## TASKS TO PERFORM
1. Reproduce the stretch of the caching and DNS passage from "For CDN, the prompt" through "sparing the origin.".
2. According to the caching and DNS passage, what does a broad CDN invalidation trigger?
3. Continue the caching and DNS passage, picking up right after its final sentence.

## PASSAGE SHOWN
Why this prompt works
Caching and DNS problems share a failure pattern: the reflexive fix — flush the cache, or assume a DNS change should be instant — masks the cause and often makes things worse. A broad CDN invalidation triggers a cache-miss storm that hammers the origin; a DNS change that “didn’t work” is usually just waiting out the old record’s TTL. This prompt refuses both reflexes, forcing the diagnosis to start from concrete evidence: the Age and Cache-Control response headers and hit-rate metrics for CDN, the zone records and dig output for DNS.
For CDN, the prompt targets the two root causes behind almost every hit-rate complaint. Either the origin’s headers or the cacheMode don’t actually permit caching, or the cache key includes something high-cardinality — a tracking query param or a cookie — that fragments the cache so badly nothing gets reused. Both are invisible until you read the key policy and the headers together, which is exactly what the prompt makes the model do. The TTL step then handles staleness with targeted path invalidation instead of a full flush, sparing the origin.

## SUPPLIED RECORDS
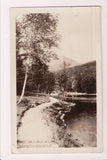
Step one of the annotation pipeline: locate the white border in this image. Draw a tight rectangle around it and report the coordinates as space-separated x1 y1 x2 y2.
0 0 107 160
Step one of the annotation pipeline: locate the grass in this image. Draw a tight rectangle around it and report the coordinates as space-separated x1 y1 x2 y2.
17 96 49 132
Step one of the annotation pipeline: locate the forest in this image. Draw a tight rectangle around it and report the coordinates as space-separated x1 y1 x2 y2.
16 13 96 102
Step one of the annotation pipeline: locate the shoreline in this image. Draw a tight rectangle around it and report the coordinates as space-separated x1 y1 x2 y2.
17 97 83 147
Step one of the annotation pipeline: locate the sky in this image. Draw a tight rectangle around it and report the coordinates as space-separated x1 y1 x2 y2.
15 7 101 63
57 7 100 63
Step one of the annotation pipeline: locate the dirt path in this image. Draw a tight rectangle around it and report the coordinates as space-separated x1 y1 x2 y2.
18 97 58 147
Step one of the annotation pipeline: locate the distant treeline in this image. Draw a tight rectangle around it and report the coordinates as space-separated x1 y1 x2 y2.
17 61 96 95
57 61 96 93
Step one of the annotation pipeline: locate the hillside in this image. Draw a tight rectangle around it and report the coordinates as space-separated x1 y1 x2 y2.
56 61 96 93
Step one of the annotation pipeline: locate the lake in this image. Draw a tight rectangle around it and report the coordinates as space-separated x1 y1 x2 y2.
65 102 97 147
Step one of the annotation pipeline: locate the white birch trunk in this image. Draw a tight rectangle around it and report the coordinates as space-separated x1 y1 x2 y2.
17 71 28 104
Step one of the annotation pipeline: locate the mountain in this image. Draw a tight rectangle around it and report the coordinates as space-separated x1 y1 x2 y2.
48 56 80 72
56 61 96 93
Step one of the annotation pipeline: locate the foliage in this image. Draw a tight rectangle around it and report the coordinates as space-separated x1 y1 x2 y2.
56 61 96 93
16 13 59 97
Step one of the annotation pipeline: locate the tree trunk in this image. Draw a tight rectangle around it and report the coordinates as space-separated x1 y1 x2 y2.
17 72 28 104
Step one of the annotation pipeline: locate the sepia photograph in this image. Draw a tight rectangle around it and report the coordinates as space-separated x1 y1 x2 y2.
10 7 102 154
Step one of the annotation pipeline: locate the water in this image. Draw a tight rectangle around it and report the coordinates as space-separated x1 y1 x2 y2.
65 102 96 147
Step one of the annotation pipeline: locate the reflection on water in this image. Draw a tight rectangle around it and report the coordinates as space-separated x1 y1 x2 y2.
65 103 96 147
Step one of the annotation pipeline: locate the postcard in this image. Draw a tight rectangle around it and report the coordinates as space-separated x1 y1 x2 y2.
10 7 102 154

## OUTPUTS BY TASK
1.
For CDN, the prompt targets the two root causes behind almost every hit-rate complaint. Either the origin’s headers or the cacheMode don’t actually permit caching, or the cache key includes something high-cardinality — a tracking query param or a cookie — that fragments the cache so badly nothing gets reused. Both are invisible until you read the key policy and the headers together, which is exactly what the prompt makes the model do. The TTL step then handles staleness with targeted path invalidation instead of a full flush, sparing the origin.

2. A cache-miss storm that hammers the origin.

3.
For DNS, the prompt reasons about the resolution path — delegation, public-versus-private zones, routing policies — rather than guessing, and it bakes in the TTL-timing reality that trips up most “DNS is broken” incidents. The guardrails make the two latent hazards explicit: invalidation storms and TTL-gated propagation. By preferring the smallest fix that addresses the cause, the prompt produces changes that resolve the symptom without trading it for an origin overload or a confusing propagation delay.